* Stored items
◆ ◆ ◆ ◆

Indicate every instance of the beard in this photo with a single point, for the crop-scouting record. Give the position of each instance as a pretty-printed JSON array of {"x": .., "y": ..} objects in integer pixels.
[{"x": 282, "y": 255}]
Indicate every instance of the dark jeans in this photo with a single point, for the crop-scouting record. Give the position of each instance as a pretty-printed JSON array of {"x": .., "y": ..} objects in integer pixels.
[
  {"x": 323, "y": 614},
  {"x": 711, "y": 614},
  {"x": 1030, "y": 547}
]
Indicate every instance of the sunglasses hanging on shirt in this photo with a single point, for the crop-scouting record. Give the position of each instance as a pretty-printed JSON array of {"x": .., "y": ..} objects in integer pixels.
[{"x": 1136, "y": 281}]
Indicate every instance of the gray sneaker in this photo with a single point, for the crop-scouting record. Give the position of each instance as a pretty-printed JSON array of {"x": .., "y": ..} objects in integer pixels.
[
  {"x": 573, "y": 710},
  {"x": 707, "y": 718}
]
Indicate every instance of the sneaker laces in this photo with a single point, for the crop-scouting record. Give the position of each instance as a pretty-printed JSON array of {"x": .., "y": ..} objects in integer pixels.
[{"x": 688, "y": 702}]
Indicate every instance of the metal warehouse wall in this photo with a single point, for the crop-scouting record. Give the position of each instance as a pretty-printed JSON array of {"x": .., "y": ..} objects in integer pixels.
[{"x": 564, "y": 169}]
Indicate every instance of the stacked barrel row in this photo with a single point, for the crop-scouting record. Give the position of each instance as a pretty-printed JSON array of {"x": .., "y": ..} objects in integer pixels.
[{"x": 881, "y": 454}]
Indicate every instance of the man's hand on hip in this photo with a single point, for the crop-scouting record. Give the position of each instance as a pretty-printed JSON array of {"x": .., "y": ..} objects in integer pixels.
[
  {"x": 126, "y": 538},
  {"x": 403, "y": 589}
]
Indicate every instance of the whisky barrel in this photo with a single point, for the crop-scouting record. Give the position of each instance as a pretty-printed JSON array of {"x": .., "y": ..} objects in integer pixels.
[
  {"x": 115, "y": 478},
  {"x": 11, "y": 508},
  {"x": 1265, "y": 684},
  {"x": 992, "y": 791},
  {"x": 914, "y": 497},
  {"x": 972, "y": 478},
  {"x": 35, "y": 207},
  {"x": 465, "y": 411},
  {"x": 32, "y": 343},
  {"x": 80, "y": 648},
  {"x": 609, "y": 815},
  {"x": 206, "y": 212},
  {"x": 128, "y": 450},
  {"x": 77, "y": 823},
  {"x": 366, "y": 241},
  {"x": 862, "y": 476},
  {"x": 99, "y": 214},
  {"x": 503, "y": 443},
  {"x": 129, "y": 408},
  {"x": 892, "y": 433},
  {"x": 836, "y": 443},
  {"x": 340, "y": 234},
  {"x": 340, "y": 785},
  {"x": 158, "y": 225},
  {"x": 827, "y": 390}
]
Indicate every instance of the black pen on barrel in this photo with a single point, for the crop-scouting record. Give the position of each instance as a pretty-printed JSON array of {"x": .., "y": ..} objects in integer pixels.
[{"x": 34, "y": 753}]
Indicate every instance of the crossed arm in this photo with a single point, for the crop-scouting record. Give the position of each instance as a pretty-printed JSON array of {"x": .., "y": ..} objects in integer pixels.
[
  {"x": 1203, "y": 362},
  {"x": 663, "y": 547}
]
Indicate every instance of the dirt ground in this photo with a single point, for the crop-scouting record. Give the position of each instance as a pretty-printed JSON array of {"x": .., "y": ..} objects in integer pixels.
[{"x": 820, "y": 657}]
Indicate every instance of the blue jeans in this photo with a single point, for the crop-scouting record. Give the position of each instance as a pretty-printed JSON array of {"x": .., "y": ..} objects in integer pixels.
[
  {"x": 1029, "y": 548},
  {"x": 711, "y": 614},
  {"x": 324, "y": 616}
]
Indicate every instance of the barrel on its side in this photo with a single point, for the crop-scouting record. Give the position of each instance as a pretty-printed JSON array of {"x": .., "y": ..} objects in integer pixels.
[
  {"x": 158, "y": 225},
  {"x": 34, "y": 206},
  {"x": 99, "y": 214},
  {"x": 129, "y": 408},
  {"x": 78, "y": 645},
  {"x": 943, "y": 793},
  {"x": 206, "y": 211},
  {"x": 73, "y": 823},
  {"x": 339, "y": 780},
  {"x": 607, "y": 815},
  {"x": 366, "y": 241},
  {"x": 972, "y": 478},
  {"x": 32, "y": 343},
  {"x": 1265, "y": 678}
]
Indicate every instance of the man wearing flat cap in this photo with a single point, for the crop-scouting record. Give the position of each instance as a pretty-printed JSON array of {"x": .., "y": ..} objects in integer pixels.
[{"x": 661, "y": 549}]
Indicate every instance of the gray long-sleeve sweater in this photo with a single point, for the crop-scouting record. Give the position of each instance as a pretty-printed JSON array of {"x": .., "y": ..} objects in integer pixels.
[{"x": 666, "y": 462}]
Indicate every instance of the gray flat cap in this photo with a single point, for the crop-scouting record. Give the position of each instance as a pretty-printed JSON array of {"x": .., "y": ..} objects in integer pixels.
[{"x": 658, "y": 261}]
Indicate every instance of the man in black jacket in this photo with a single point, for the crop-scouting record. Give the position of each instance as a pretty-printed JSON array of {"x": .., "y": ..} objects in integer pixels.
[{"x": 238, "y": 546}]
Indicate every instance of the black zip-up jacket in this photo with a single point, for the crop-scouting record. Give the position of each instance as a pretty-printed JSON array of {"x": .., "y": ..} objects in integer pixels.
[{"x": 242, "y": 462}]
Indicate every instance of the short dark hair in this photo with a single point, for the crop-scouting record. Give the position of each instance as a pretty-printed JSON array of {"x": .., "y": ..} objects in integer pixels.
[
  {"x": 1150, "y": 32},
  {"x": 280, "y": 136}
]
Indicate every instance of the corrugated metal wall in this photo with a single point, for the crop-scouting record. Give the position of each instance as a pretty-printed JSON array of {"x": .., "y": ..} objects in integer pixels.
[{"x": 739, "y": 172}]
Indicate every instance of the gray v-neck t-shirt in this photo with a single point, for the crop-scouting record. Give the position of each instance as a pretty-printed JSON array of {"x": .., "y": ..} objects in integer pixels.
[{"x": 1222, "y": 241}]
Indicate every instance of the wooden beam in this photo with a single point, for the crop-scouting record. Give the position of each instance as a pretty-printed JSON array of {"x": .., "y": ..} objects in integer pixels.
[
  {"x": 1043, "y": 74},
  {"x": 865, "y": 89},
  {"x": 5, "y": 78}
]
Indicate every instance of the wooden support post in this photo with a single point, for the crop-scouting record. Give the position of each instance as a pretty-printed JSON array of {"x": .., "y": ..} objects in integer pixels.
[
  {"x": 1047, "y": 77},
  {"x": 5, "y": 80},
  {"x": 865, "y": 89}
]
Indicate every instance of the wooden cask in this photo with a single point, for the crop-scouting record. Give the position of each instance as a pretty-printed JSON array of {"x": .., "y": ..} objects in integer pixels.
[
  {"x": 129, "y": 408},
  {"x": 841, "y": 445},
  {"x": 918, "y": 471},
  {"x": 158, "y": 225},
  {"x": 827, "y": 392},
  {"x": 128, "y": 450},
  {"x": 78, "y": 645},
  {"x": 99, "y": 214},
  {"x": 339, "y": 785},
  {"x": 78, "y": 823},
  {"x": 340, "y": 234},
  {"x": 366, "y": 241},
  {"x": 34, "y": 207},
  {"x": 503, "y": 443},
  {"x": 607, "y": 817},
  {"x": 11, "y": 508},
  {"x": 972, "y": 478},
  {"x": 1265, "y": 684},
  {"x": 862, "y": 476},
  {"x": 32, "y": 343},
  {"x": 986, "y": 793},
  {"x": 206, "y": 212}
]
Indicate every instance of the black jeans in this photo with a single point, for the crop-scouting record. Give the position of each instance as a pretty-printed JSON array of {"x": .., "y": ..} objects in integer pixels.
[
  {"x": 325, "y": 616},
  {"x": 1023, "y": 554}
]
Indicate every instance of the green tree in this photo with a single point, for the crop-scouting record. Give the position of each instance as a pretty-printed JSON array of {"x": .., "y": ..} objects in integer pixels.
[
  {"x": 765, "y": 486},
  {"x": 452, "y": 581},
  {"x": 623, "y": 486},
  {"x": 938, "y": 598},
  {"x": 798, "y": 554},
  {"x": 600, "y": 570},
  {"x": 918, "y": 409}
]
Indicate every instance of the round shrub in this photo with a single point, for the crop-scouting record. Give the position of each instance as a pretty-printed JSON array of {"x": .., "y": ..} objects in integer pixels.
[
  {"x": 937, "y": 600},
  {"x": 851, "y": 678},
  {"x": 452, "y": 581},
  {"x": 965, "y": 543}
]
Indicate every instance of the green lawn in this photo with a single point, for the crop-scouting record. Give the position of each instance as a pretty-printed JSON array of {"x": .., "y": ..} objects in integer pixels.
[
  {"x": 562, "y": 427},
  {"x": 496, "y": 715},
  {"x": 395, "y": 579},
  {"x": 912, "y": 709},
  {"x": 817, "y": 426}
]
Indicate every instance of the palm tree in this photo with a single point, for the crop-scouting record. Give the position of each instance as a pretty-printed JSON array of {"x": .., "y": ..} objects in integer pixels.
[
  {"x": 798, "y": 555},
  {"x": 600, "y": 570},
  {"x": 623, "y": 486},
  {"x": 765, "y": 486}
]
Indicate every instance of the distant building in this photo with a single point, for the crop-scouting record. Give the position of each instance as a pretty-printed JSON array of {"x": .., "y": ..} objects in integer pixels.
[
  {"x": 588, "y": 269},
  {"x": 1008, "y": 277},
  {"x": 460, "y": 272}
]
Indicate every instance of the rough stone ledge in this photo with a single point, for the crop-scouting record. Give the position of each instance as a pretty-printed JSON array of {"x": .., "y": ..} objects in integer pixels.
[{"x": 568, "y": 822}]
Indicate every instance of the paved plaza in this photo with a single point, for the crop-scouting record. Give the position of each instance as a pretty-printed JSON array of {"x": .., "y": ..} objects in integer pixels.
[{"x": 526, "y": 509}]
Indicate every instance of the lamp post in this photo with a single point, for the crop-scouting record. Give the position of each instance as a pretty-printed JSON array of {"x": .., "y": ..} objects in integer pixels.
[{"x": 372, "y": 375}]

◆ ◆ ◆ ◆

* GIVEN EXERCISE
Return word for word the data starting at the line that contains "Indicate every instance of the lamp" and continuing through the end of the data, including that first line.

* TASK RESULT
Indicate every instance of the lamp post in this photo with a single point, for the crop-scouting record. Give the position of each instance as a pretty-printed JSON array of {"x": .., "y": ..} objects in integer pixels.
[{"x": 372, "y": 375}]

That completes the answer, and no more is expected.